### WHAT YOU NEED TO DO
Copy the stretch of the banking text from "Safeguarding the future" through "a good thing.".

EXERCISE TEXT Start Marker

It is a continuous quest to creatively improve and achieve more. Losing momentum, or failing to think about the future of transformation risks causing stagnation that would threaten the relevance, purpose and uniqueness that customers crave from their banking experiences today.
Using digital securely
As digital transformation continues to accelerate, and customer interactions become increasingly digitised, banks must also ensure that cybersecurity is integrated into digital innovation strategies. It is not enough for companies just to implement technologies, they need to know how to apply them securely.
Digital is a powerful tool but the true opportunity lies in its application. You could be driving the world’s fastest car with all of the latest technology to win the race, but without the knowledge of how to drive it, it is likely to end in disaster.
With growing reports of cyber attacks each month, banks need to prepare for digital assailants searching for vulnerabilities in interconnected digital systems. These methods are evolving at a pace that doesn’t allow for laziness.
Safeguarding the future of digital innovation requires an implementation strategy that can comprehensively create a secure infrastructure for digital innovation to flourish. The opportunity of digital innovation must be seen with technology as an enabler, not a means to an end.
Separating innovation from transformation to drive business impact
Digital innovation has the capacity to take companies forward, but it is not a blanket strategy, a one-size-fits-all template, nor a one-way ticket to success.
The banking and financial services industry requires a deep look at what services they have and how they can use digital innovation in a way that takes their offerings to the next level. How you apply innovative technology is just as important as the technology itself because, as in life, you can have too much of a good thing.
banks need to act on accelerating innovation now and focus on creating a vision for their future that can streamline the antiquated strategies
Successful digital transformation starts with the innovation team at the beginning of idea generation. With a cohesive focus and vision for digital from the onset, it will not only provide clearer benefits for the customers but for the business itself.
The options for future innovation continue to grow, with their ability to innovate faster, cheaper and better. In today’s digital world, the only protection against extinction requires active evolution. It is not about having the strength and size of a dinosaur, but the adaptability and perception of their surviving avian relation; birds.

EXERCISE TEXT End Marker
EXTRACTED RECORDS Start Marker

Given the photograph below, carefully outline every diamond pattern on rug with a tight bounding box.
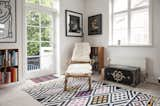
[66,97,88,106]
[31,75,58,83]
[91,95,108,105]
[75,90,92,97]
[94,86,110,95]
[24,79,160,106]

EXTRACTED RECORDS End Marker

### TASK ANSWER
Safeguarding the future of digital innovation requires an implementation strategy that can comprehensively create a secure infrastructure for digital innovation to flourish. The opportunity of digital innovation must be seen with technology as an enabler, not a means to an end.
Separating innovation from transformation to drive business impact
Digital innovation has the capacity to take companies forward, but it is not a blanket strategy, a one-size-fits-all template, nor a one-way ticket to success.
The banking and financial services industry requires a deep look at what services they have and how they can use digital innovation in a way that takes their offerings to the next level. How you apply innovative technology is just as important as the technology itself because, as in life, you can have too much of a good thing.